Task statement:
Please answer these questions using the Form 8-K cover page below:
(a) What date is given as the date of the earliest event reported?
(b) What is the registrant's exact name as specified in its charter?
(c) What telephone number, including area code, is listed for the registrant?

-- Start Given text --

UNITED STATES

SECURITIES AND EXCHANGE COMMISSION

Washington, D.C. 20549

 

 

FORM 8-K

 

 

CURRENT REPORT

PURSUANT TO SECTION 13 OR 15(d)

OF THE SECURITIES EXCHANGE ACT OF 1934

Date of Report (Date of earliest event reported): June 28, 2019

 

 

SEARS HOLDINGS CORPORATION

(Exact Name of Registrant as Specified in Its Charter)

 

 

 

Delaware   000-51217, 001-36693   20-1920798
(State or Other Jurisdiction
of Incorporation)
 

(Commission

File Number)

  (IRS Employer
Identification No.)
3333 Beverly Road
Hoffman Estates, Illinois
  60179
(Address of principal executive offices)   (Zip code)

Registrant’s Telephone Number, Including Area Code: (847) 286-2500

(Former Name or Former Address, If Changed Since Last Report)

 

 

Check the appropriate box below if the Form 8-K filing is intended to simultaneously satisfy the filing obligation of the registrant under any of the following provisions:

 

Written communications pursuant to Rule 425 under the Securities Act (17 CFR 230.425)

 

Soliciting material pursuant to Rule 14a-12 under the Exchange Act (17 CFR 240.14a-12)

-- End Given text --
-- Start Records provided --

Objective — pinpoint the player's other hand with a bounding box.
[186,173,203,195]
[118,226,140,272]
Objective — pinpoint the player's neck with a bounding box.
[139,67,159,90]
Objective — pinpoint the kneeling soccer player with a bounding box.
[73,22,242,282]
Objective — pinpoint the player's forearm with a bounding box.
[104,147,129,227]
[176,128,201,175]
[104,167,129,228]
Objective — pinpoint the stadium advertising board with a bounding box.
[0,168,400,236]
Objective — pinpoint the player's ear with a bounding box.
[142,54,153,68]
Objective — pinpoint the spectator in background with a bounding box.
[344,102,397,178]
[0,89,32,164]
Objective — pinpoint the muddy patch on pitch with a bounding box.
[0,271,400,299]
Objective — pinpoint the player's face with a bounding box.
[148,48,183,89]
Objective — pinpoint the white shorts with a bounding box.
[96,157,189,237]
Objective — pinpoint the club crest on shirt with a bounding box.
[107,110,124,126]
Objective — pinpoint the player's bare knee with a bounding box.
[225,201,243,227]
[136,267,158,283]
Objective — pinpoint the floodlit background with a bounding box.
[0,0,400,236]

-- End Records provided --

Solution to this task:
(a) June 28, 2019
(b) Sears Holdings Corporation
(c) (847) 286-2500